Information shown:
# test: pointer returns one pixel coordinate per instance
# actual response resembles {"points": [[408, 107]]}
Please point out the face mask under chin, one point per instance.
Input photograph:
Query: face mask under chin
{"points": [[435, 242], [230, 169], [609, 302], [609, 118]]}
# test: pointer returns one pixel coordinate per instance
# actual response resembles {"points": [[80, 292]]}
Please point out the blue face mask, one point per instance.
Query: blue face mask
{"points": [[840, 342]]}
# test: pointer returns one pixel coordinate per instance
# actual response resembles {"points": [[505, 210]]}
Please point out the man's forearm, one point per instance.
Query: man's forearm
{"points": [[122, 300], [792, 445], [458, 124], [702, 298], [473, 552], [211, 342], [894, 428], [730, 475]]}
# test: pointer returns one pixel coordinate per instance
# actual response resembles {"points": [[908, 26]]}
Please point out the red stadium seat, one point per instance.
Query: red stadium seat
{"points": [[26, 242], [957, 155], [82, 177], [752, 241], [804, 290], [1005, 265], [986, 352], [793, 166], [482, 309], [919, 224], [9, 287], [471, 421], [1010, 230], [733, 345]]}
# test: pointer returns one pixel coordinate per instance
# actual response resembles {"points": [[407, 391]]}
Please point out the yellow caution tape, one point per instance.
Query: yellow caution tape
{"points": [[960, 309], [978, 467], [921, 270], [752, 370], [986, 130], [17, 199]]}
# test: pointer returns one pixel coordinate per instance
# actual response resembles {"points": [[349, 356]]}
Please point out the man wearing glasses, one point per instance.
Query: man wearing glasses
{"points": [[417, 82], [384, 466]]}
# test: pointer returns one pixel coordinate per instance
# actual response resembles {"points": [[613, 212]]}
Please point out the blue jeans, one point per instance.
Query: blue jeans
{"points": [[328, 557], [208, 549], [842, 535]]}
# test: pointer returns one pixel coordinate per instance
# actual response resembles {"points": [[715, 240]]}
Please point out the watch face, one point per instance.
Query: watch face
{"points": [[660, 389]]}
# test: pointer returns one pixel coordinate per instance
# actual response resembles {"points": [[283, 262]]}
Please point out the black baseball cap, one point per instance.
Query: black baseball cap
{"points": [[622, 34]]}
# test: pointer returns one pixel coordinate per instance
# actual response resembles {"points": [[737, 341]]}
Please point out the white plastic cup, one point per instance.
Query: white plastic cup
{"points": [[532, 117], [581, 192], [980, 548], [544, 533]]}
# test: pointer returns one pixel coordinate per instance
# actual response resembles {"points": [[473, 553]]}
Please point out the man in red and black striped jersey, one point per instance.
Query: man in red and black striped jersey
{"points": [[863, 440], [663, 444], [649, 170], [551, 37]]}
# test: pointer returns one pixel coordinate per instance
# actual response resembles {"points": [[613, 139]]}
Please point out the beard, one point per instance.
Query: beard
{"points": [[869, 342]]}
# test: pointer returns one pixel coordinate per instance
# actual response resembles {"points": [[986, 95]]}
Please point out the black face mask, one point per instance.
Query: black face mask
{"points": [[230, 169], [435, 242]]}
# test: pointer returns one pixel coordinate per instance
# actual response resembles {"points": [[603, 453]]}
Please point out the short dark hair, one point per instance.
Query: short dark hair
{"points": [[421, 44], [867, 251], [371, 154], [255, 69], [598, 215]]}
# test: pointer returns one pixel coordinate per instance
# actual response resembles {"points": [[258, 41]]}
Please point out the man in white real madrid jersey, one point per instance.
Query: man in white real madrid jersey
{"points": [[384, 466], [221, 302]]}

What to produce: Revise these lines so that every "face mask" becomes "face covering", and leave all else unchanged.

Task result:
# test: pointer returns one pixel coordinate per instance
# actual response resembles {"points": [[408, 107]]}
Please point out the face covering under chin, one point per instance.
Input photograph:
Query: face covering under chin
{"points": [[435, 242], [230, 169], [609, 302], [609, 118]]}
# test: pointer returns one pixel coordinate per instance
# actual response resembles {"points": [[80, 292]]}
Please point out the blue face covering, one point per instance.
Query: blue face covering
{"points": [[840, 342]]}
# test: pointer returns one pixel coordinate per instance
# actual response resembles {"points": [[505, 210]]}
Please point out the man's forearm, one point per instance.
Query: man's forearm
{"points": [[122, 300], [792, 445], [458, 124], [702, 298], [473, 552], [211, 342], [894, 428], [730, 475]]}
# test: pointer returns one pixel coordinate per instance
# actual response resembles {"points": [[908, 26]]}
Please point out the red stadium seat, one point per instance.
Query: red stadium seat
{"points": [[26, 242], [957, 155], [82, 177], [752, 241], [804, 290], [1005, 265], [986, 352], [793, 166], [482, 309], [919, 224], [9, 287], [471, 421], [1010, 230], [733, 345]]}
# test: pointer returns one pixel coordinate per instance
# actual response resembles {"points": [[407, 391]]}
Please point out the yellow caution tape, one point per instance.
Query: yellow caution tape
{"points": [[960, 309], [978, 467], [921, 270], [752, 370], [986, 130], [17, 199]]}
# test: pointer returns one pixel coordinate per instance
# actual response resembles {"points": [[349, 356]]}
Please point out the man wearing glasses, one point per instance.
Query: man wearing glasses
{"points": [[417, 82], [384, 466]]}
# test: pointer returns one pixel coordinate per instance
# actual response resembles {"points": [[613, 212]]}
Please point out the blue jeans, one point per instance.
Query: blue jeans
{"points": [[328, 557], [208, 549], [842, 535]]}
# test: pointer returns one pixel coordinate per instance
# actual response resembles {"points": [[715, 240]]}
Please point out the watch face, one point per instance.
Query: watch face
{"points": [[660, 389]]}
# test: pointer returns one pixel coordinate per instance
# actual response resembles {"points": [[283, 262]]}
Please point out the black baseball cap, one point per instance.
Query: black baseball cap
{"points": [[622, 34]]}
# test: pointer returns one pixel coordinate per instance
# actual response resembles {"points": [[737, 341]]}
Please point out the white plastic cup, one point per instance.
Query: white plastic cup
{"points": [[532, 117], [581, 192], [980, 548], [544, 533]]}
# test: pointer returns one pixel coordinate per instance
# actual response resembles {"points": [[473, 553]]}
Please point out the man in red and black striped jersey, one point per instance.
Query: man in red and black striped jersey
{"points": [[863, 440], [663, 444], [649, 170], [551, 37]]}
# test: pointer returns one pixel coordinate per instance
# actual response resembles {"points": [[613, 139]]}
Please point out the beard, one point per instance.
Query: beard
{"points": [[869, 342]]}
# test: pointer returns one pixel coordinate per instance
# actual response resembles {"points": [[986, 95]]}
Please point out the black face covering, one point per instance.
Query: black face covering
{"points": [[230, 169], [435, 242]]}
# test: pointer returns one pixel coordinate per instance
# actual response resembles {"points": [[603, 453]]}
Please point out the short dark hair, one point per instance.
Query: short dark hair
{"points": [[421, 44], [867, 251], [371, 154], [255, 69], [598, 215]]}
# test: pointer returns one pixel coordinate per instance
# actual response resembles {"points": [[258, 41]]}
Please point out the man in white real madrid jersey, one point per instance.
Query: man in white real madrid jersey
{"points": [[384, 466], [221, 302]]}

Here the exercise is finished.